**Set problem**
The entries below are to be repeated exactly as they stand.

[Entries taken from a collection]
☆ ☆ ☆ ☆ ☆

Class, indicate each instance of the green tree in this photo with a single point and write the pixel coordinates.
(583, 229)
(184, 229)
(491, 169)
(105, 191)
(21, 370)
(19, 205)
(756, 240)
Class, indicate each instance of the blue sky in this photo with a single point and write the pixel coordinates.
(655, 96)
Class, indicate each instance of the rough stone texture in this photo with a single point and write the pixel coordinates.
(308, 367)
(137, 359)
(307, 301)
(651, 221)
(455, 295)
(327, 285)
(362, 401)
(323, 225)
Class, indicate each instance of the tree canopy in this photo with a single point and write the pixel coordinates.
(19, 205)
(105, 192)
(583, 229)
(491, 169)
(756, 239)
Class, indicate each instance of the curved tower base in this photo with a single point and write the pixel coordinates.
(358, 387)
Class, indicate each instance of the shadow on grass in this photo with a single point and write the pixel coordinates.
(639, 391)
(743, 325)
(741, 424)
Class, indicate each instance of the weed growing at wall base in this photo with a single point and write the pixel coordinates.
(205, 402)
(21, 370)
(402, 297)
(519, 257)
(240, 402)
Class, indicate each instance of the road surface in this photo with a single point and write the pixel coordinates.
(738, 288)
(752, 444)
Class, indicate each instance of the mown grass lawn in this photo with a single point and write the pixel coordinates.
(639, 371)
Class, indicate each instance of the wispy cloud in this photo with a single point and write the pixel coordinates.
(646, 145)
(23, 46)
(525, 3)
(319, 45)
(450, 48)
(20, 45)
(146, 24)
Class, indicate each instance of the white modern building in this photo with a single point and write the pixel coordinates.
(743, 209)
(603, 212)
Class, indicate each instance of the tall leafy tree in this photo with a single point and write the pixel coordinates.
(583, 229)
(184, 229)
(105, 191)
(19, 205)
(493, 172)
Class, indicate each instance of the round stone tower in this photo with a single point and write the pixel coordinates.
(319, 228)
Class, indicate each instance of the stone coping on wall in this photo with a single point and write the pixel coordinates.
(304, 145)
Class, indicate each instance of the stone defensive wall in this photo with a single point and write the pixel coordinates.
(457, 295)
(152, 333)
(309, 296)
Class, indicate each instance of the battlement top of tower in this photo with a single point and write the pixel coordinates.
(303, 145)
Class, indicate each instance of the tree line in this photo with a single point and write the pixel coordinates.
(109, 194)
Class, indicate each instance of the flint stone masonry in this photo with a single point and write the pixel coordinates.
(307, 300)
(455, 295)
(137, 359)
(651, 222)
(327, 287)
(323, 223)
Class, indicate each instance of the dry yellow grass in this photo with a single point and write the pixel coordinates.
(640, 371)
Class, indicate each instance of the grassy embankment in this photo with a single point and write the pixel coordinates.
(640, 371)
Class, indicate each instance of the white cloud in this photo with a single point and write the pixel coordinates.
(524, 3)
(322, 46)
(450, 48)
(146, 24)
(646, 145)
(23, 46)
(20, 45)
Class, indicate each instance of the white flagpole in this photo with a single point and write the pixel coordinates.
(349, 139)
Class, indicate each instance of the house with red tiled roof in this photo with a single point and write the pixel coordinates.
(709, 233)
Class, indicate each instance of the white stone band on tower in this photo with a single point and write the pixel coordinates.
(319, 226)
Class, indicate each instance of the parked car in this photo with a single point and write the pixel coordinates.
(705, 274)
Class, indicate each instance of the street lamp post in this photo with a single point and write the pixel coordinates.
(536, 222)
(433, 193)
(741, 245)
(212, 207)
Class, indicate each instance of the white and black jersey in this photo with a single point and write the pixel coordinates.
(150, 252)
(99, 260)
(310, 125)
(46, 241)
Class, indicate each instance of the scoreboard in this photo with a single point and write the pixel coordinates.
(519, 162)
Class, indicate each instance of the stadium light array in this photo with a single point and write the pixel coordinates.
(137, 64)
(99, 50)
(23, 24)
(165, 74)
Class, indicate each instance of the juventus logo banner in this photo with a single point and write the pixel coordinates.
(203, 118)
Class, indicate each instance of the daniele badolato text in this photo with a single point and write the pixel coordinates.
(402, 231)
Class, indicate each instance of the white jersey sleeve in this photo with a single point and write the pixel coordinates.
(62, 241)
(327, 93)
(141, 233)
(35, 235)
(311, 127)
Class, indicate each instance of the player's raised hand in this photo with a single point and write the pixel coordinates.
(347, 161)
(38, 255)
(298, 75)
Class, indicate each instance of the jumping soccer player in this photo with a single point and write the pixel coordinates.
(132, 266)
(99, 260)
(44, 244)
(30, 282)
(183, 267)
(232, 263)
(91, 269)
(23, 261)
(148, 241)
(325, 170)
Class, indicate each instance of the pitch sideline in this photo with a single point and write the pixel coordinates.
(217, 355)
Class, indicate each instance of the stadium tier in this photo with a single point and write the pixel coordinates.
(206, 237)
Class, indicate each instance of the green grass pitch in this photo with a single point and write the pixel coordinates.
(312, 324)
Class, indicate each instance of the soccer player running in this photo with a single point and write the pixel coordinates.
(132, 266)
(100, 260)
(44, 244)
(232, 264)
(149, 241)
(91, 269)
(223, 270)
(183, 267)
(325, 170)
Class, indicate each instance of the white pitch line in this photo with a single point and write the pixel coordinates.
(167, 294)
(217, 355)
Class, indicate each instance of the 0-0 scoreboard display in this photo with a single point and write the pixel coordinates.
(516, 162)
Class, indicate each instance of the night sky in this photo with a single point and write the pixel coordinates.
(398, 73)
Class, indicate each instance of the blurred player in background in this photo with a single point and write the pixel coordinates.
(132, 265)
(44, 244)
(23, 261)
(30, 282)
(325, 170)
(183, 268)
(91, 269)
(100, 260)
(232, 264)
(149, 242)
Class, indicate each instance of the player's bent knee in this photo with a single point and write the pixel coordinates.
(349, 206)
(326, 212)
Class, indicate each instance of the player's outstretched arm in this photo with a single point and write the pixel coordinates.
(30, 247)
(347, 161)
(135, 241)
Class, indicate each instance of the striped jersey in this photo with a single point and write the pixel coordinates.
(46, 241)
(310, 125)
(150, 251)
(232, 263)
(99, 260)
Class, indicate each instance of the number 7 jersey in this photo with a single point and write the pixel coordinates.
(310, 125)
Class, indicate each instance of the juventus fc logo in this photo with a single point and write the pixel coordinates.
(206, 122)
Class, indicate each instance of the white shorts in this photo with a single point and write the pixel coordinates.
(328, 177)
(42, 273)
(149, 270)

☆ ☆ ☆ ☆ ☆

**Solution to this problem**
Class, indicate each instance of the green tree in this photo with a single point and write the pixel coordinates.
(583, 229)
(184, 229)
(491, 169)
(105, 191)
(21, 370)
(19, 205)
(756, 240)
Class, indicate each instance of the blue sky in this photo with a single point and write the pixel coordinates.
(655, 96)
Class, indicate each instance of the rough stone texture in this photo with a single point and write the pixel coordinates.
(308, 367)
(137, 359)
(307, 301)
(651, 221)
(455, 295)
(327, 285)
(362, 401)
(323, 225)
Class, indicate each instance of the tree canopy in this photo with a single point and write the pixel coordinates.
(19, 205)
(105, 192)
(583, 229)
(491, 169)
(756, 239)
Class, indicate each instance of the curved tower base in this photo with a single point and write the pixel coordinates.
(358, 387)
Class, indicate each instance of the shadow on grass in this photo with a single point and write the pixel coordinates.
(639, 391)
(743, 325)
(741, 424)
Class, indicate each instance of the weed growing at wall base in this photo with a single point and write the pixel coordinates.
(205, 402)
(21, 370)
(402, 297)
(519, 257)
(240, 402)
Class, indicate each instance of the road surface in this photo with a single point and write the pixel coordinates.
(738, 288)
(752, 444)
Class, indicate each instance of the mown grass lawn in this photo with a single point and write the pixel coordinates.
(639, 371)
Class, indicate each instance of the wispy cloud in this photo with a single point and write the pixel coordinates.
(646, 145)
(23, 46)
(525, 3)
(319, 45)
(450, 48)
(20, 45)
(146, 24)
Class, indicate each instance of the white modern building in this photo with a single point and write the pixel coordinates.
(743, 209)
(603, 212)
Class, indicate each instance of the tall leafy tree in this photo with a single point and write the pixel coordinates.
(583, 229)
(184, 229)
(105, 191)
(19, 205)
(493, 172)
Class, indicate each instance of the round stone tower in this photo with a single point and write the pixel coordinates.
(319, 228)
Class, indicate each instance of the stone coping on wall in this photo with a single point and write the pixel coordinates.
(304, 145)
Class, indicate each instance of the stone defensive wall in this photo with a single point and write the pixel coordinates.
(457, 295)
(152, 333)
(309, 296)
Class, indicate each instance of the battlement top of tower in this photo with a single point and write the pixel coordinates.
(303, 145)
Class, indicate each instance of the tree line in this photo with a single point and write the pixel coordinates.
(109, 194)
Class, indicate each instance of the flint stone masonry in this photo with a single point and write the pixel coordinates.
(307, 300)
(455, 295)
(137, 359)
(651, 222)
(327, 287)
(323, 223)
Class, indicate each instance of the dry yellow grass in this photo with a single point and write the pixel coordinates.
(640, 371)
Class, indicate each instance of the grassy embankment in this photo with a single point and write the pixel coordinates.
(640, 371)
Class, indicate each instance of the white cloud in this photo with a single point and write the pixel coordinates.
(524, 3)
(322, 46)
(450, 48)
(146, 24)
(646, 145)
(23, 46)
(20, 45)
Class, indicate each instance of the white flagpole in this photo with a single point and write the pixel coordinates.
(349, 139)
Class, indicate each instance of the house with red tiled roof in this photo with a single point and write the pixel coordinates.
(709, 233)
Class, indicate each instance of the white stone band on tower in this photo with a single point and write the pixel coordinates.
(319, 226)
Class, indicate each instance of the parked car in this photo with a single point and write the pixel coordinates.
(705, 274)
Class, indicate each instance of the street lamp post in this photo with a single point and write the pixel coordinates.
(536, 222)
(433, 193)
(741, 245)
(212, 207)
Class, indicate each instance of the white and black jersey in this photo with a single point and write the pixel coordinates.
(150, 252)
(99, 260)
(310, 125)
(46, 241)
Class, indicate each instance of the scoreboard in this photo with a single point and write the pixel coordinates.
(519, 162)
Class, indicate each instance of the stadium light array in this photo with a single point and write the pixel coordinates.
(137, 64)
(99, 50)
(23, 24)
(165, 74)
Class, indicate each instance of the juventus logo banner in this photo with a single point and write the pixel coordinates.
(203, 118)
Class, indicate each instance of the daniele badolato text in this photo with a single point and write the pixel coordinates.
(402, 231)
Class, indicate each instance of the white jersey sleeve in this photo with a single point and write the pixel coordinates.
(62, 241)
(327, 93)
(141, 233)
(35, 235)
(311, 127)
Class, indicate each instance of the player's raised hand in this photo with a single point and write the pixel coordinates.
(347, 161)
(38, 255)
(298, 75)
Class, indicate each instance of the jumping soccer player in this photo with a single point and write the pixel coordinates.
(132, 266)
(99, 260)
(44, 244)
(30, 282)
(183, 267)
(232, 263)
(91, 269)
(23, 261)
(148, 241)
(325, 170)
Class, indicate each instance of the pitch sideline in this photo with a single point and write the pixel coordinates.
(217, 355)
Class, indicate each instance of the stadium tier in this photo with a single point and write the pixel coordinates.
(206, 237)
Class, indicate each instance of the green grass pitch in this photo with a single point and write the pixel coordinates.
(312, 324)
Class, indicate each instance of the soccer player running in this photo with a single point and write the pixel coordinates.
(132, 266)
(100, 260)
(44, 244)
(232, 264)
(149, 241)
(91, 269)
(223, 270)
(183, 267)
(325, 170)
Class, indicate each instance of the white pitch line in this photo with a single point and write the pixel coordinates.
(167, 294)
(217, 355)
Class, indicate each instance of the 0-0 scoreboard display in this photo with a single point and write the pixel coordinates.
(516, 162)
Class, indicate each instance of the night sky in this photo with a single point and write the pixel coordinates.
(398, 73)
Class, indicate each instance of the blurred player in background in this photo with a single point and write the pixel coordinates.
(132, 265)
(44, 244)
(23, 261)
(30, 282)
(325, 170)
(183, 268)
(91, 269)
(100, 260)
(232, 264)
(149, 242)
Class, indicate each instance of the player's bent knee in this photo with a single point and write the pixel coordinates.
(349, 206)
(326, 212)
Class, indicate each instance of the player's outstretched arm in this photo with a single point and write the pixel coordinates.
(30, 247)
(347, 161)
(135, 241)
Class, indicate each instance of the striped jersey in this photo with a single point and write the pixel coordinates.
(46, 241)
(310, 125)
(150, 251)
(232, 263)
(99, 260)
Class, indicate each instance of the number 7 jersey in this photo with a single point and write the pixel coordinates.
(310, 125)
Class, indicate each instance of the juventus fc logo in this photo with a single point and write the pixel coordinates.
(206, 122)
Class, indicate each instance of the white shorts in this photo with a single point and write the pixel coordinates.
(328, 177)
(42, 273)
(149, 270)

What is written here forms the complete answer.